— START Supplied material —
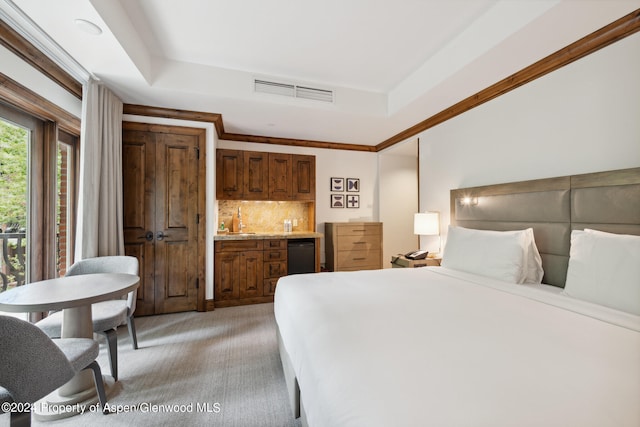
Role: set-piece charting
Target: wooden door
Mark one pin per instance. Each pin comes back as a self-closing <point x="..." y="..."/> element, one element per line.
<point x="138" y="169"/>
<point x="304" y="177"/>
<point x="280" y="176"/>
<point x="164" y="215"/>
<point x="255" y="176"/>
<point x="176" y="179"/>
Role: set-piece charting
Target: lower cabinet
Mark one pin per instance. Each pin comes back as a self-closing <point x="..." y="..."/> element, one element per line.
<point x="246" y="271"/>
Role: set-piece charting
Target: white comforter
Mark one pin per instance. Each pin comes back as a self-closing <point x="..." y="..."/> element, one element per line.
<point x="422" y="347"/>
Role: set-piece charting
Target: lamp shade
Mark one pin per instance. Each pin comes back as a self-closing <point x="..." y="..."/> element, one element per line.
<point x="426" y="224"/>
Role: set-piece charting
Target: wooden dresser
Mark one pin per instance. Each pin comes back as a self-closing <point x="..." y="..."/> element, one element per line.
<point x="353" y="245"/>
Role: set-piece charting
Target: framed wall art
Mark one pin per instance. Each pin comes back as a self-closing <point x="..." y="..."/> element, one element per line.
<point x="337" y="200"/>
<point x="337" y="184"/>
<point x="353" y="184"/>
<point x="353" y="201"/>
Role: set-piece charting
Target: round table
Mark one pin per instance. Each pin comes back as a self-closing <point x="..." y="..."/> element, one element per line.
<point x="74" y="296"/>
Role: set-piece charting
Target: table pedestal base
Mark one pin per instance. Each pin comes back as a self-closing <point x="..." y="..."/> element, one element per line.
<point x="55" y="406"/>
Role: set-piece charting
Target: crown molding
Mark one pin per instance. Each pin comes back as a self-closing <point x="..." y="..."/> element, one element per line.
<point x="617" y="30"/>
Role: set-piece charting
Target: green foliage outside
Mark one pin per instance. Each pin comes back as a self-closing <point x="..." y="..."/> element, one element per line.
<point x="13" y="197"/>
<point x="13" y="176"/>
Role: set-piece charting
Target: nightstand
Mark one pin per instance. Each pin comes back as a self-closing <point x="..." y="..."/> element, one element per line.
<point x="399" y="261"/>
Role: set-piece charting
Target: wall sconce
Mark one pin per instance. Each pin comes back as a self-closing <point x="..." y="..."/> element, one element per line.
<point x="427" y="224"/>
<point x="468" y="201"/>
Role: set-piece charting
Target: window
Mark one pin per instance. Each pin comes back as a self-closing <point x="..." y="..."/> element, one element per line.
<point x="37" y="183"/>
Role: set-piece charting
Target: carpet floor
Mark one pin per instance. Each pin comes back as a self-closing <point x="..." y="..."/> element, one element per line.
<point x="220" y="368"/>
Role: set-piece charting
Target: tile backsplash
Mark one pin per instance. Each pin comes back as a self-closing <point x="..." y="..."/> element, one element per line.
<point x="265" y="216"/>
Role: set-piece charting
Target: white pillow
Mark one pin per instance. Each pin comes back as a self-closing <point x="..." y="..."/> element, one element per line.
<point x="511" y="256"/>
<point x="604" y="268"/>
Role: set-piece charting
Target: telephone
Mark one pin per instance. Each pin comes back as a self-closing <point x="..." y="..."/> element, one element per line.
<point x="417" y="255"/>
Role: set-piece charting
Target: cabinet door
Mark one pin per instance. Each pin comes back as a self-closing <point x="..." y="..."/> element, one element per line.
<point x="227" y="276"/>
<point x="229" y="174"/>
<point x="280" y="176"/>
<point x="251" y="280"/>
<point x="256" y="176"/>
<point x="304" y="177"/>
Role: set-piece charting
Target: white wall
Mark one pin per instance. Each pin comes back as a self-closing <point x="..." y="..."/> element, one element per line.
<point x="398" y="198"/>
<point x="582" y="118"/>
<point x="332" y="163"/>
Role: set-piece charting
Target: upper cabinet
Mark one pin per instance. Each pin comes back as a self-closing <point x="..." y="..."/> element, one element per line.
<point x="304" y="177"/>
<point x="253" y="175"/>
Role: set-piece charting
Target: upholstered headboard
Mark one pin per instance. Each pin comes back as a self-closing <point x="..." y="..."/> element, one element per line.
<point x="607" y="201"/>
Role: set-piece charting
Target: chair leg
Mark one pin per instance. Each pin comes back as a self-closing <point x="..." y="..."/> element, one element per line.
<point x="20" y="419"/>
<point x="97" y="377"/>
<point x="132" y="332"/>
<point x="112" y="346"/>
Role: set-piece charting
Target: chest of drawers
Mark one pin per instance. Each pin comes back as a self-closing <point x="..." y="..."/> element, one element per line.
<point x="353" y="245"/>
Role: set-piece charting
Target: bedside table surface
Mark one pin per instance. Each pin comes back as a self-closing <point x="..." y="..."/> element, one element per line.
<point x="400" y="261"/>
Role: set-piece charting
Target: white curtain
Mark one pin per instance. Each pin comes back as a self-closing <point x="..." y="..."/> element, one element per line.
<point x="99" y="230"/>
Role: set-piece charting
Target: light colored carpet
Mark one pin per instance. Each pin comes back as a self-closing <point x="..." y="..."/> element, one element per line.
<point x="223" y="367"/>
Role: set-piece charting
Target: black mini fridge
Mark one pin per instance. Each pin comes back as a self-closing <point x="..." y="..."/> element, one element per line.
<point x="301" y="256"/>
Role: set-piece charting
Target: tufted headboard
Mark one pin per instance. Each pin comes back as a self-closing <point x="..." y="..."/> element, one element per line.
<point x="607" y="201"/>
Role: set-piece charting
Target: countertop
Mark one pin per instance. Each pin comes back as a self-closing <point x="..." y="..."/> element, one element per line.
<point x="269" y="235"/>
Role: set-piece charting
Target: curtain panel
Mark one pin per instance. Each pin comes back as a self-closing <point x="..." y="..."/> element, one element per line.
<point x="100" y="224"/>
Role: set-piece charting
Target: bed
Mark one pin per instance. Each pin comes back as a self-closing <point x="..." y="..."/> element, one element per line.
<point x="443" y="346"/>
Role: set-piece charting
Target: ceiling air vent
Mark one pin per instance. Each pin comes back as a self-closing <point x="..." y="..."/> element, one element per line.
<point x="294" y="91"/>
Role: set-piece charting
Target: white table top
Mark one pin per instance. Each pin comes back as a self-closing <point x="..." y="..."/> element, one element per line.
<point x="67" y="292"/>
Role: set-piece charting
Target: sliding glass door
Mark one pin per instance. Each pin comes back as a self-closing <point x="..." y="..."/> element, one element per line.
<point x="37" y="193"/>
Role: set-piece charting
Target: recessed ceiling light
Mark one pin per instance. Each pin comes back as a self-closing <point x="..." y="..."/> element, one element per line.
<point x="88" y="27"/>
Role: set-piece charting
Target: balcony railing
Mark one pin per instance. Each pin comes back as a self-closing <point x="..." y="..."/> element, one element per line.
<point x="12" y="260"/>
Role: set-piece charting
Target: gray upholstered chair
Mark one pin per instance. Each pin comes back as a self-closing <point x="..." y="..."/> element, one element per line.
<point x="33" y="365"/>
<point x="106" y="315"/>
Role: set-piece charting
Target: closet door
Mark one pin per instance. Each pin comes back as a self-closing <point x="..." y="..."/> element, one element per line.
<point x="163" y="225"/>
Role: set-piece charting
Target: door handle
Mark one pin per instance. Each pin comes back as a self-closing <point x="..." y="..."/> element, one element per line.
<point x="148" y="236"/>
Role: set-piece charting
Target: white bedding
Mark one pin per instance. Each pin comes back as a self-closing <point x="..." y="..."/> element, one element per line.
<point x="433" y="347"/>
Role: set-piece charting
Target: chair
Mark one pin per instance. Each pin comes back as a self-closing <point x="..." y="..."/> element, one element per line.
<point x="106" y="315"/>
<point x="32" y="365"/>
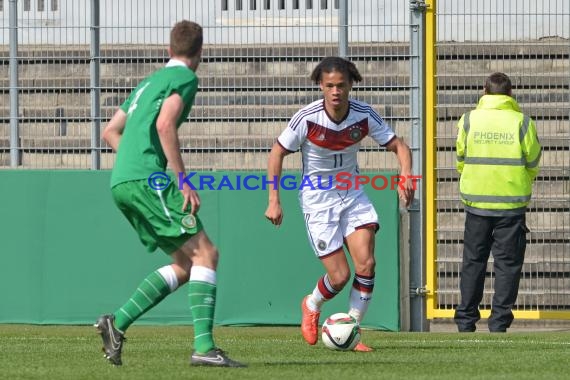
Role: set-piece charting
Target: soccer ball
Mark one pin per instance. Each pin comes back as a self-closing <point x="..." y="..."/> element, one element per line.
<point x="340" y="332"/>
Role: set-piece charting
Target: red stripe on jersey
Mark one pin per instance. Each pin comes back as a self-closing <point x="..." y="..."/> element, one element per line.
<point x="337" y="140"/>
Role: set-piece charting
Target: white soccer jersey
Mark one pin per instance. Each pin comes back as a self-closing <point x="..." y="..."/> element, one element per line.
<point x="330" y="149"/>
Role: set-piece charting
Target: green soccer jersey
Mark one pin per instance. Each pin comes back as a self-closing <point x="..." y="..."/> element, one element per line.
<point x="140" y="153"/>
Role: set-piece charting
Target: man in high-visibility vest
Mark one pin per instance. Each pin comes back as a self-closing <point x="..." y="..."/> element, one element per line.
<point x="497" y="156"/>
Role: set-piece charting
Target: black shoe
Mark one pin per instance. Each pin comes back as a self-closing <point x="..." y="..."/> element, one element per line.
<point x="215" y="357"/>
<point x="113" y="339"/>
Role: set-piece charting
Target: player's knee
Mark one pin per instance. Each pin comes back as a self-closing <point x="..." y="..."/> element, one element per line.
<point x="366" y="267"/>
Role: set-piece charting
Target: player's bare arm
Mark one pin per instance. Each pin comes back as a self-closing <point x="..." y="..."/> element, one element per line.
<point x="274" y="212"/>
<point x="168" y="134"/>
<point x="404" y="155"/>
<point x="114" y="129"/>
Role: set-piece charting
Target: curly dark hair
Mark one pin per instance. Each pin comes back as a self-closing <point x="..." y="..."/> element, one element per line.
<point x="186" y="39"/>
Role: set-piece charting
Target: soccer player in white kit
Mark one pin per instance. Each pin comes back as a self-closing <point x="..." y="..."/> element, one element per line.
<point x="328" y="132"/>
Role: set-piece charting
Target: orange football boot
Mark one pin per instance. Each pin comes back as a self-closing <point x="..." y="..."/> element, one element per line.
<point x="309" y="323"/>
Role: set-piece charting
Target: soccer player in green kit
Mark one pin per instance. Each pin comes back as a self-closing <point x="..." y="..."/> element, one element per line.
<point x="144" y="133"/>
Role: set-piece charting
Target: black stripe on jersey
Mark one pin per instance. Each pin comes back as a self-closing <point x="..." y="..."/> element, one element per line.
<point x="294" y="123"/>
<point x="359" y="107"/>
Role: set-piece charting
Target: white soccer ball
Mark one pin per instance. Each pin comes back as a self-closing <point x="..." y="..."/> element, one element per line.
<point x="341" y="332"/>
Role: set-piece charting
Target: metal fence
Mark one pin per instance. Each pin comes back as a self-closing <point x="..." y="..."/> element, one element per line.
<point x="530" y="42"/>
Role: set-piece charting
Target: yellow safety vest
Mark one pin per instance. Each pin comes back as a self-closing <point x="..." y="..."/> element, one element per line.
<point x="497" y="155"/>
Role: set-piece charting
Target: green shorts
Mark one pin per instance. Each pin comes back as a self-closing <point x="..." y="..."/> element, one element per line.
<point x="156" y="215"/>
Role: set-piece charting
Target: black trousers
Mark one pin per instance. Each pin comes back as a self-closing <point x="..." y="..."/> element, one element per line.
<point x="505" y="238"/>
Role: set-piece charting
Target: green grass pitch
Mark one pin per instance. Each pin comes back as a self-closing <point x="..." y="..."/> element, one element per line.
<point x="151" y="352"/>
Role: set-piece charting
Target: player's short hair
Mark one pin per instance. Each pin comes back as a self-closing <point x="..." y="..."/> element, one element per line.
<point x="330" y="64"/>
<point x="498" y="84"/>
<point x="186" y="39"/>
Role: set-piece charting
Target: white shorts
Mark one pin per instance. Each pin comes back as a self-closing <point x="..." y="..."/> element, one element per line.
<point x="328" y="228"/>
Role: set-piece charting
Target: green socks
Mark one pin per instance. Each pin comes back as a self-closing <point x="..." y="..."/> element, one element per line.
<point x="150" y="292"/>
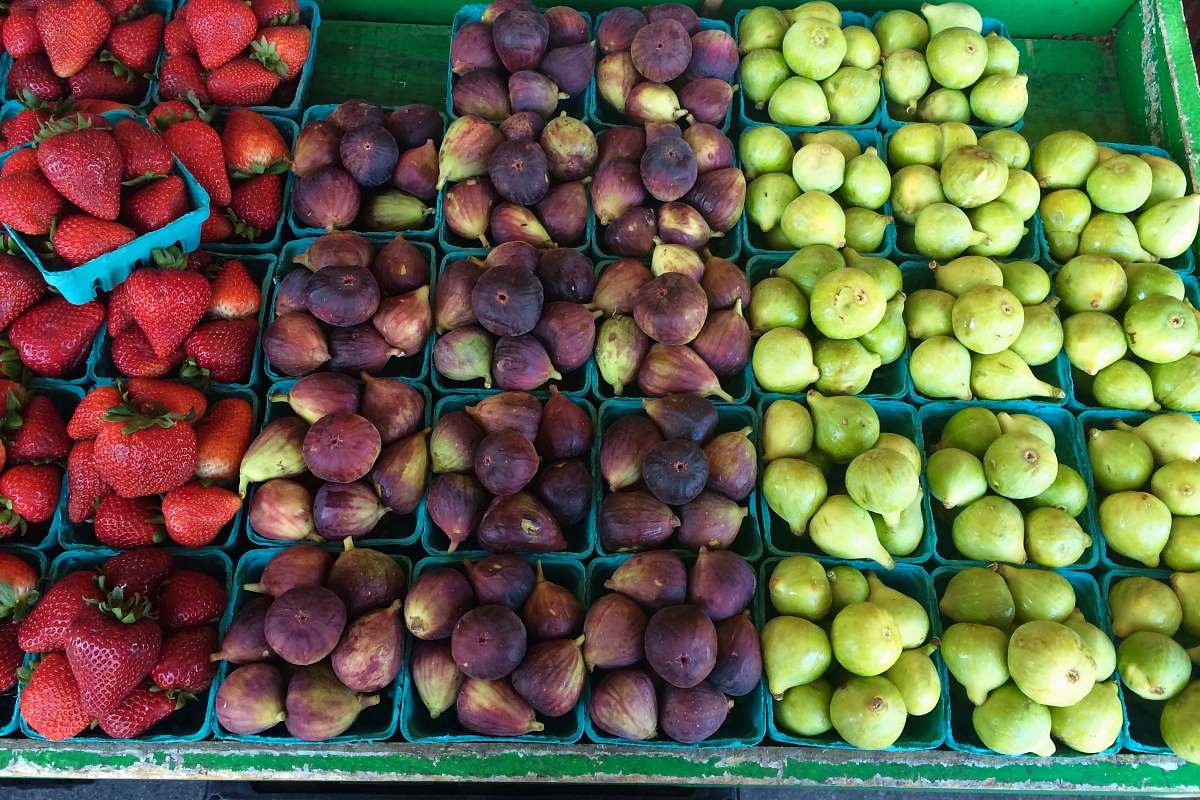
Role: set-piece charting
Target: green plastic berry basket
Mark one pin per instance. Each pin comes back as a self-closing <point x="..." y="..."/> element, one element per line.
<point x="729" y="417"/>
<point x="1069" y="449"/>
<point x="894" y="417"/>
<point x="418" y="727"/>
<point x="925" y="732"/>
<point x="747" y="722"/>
— END Supplied material —
[What is being asked] Count how many lines in the entries above contain the string "carpet", with case counting, and reply with only that number.

[Task answer] 2